[Records from a data source]

━━━━━━━━

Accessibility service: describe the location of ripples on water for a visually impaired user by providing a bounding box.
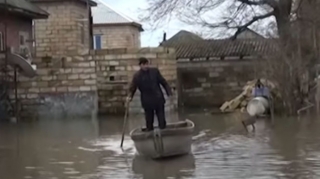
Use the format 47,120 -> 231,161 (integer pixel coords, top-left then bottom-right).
0,114 -> 320,179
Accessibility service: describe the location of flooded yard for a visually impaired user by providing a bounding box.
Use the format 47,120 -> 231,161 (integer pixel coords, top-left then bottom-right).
0,110 -> 320,179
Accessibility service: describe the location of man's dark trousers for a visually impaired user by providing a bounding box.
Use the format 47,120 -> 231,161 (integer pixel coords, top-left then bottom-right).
144,103 -> 167,130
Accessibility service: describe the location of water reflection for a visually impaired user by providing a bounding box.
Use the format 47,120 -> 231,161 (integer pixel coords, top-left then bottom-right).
0,111 -> 320,179
132,155 -> 195,179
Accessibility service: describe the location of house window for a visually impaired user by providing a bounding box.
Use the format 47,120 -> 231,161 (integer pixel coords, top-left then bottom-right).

━━━━━━━━

Identify every line in the records above that contains the word "bounding", and copy each of those lines.

Accessibility service: describe the location of ripples on water for a visually impaired user by providing a bounding box.
Accessibility service: describe the location of flooded yard for a visually impaired user by providing a bounding box.
Accessibility service: describe the location of man's dark trousers for a visually impaired user by providing a bounding box.
Accessibility service: describe the location of water reflection for a visually impaired user by providing a bounding box.
Accessibility service: describe the location of house window for a visually impaired user by providing a bounding box.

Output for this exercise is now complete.